[Document section]:
* Begin *
However, the difficulties that arise with having a remote workforce aren’t an excuse for not giving new hires the attention and direction they need.
Your remote workers deserve as much attention and dedication as your in-office workers. Leaders need to provide remote workers with everything they need to do their job effectively, including a computer, desk, second screen, mouse, keyboard, and any other materials related to their role.
Consider making an effort to implement parts of the onboarding process specific to remote workers, too. While in-office new hires might get lunch covered by their team, remote workers can instead get a gift card for a food delivery voucher.
Tip #5: Do Everything You Can To Make New Hires Comfortable
The onboarding process shouldn’t be strenuous for you or new hires. By making all new employees comfortable, you can increase your chances of retaining them longer. When employees are happy and comfortable, they tend to be more efficient at work and stay with the company longer, which increases employee retention.
What makes a new hire feel comfortable varies from person to person. One new employee may prefer daily check-ins while another may want to dive right into work. Be willing to adjust the onboarding process as necessary.
Keep in mind that while creating and implementing a robust onboarding process is a lot of work, so is finding new talent in a highly competitive atmosphere. Taking the time to do onboarding right can save you a lot more time and energy down the road.
* End *
[Raw records]:
* Begin *
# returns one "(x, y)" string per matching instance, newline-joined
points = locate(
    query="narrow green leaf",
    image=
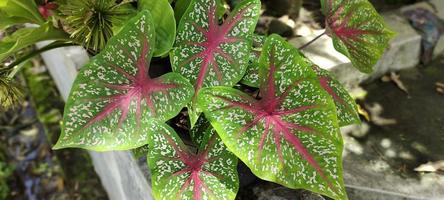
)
(114, 104)
(177, 173)
(165, 23)
(26, 10)
(291, 135)
(251, 77)
(358, 31)
(210, 54)
(28, 36)
(7, 21)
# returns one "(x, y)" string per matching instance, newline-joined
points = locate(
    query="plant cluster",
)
(286, 132)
* End *
[Exercise description]: For each statement, say whether it agrees with the onboarding text, and support each yes or no with a direct quote from the text. (a) Leaders should give remote workers a second screen. (b) Every new employee prefers daily check-ins. (c) Comfortable employees tend to stay with the company longer. The rows have nothing to do with the onboarding text.

[Solution]:
(a) Yes: "Leaders need to provide remote workers with everything they need to do their job effectively, including a computer, desk, second screen, mouse, keyboard, and any other materials related to their role."
(b) No: "One new employee may prefer daily check-ins while another may want to dive right into work."
(c) Yes: "When employees are happy and comfortable, they tend to be more efficient at work and stay with the company longer"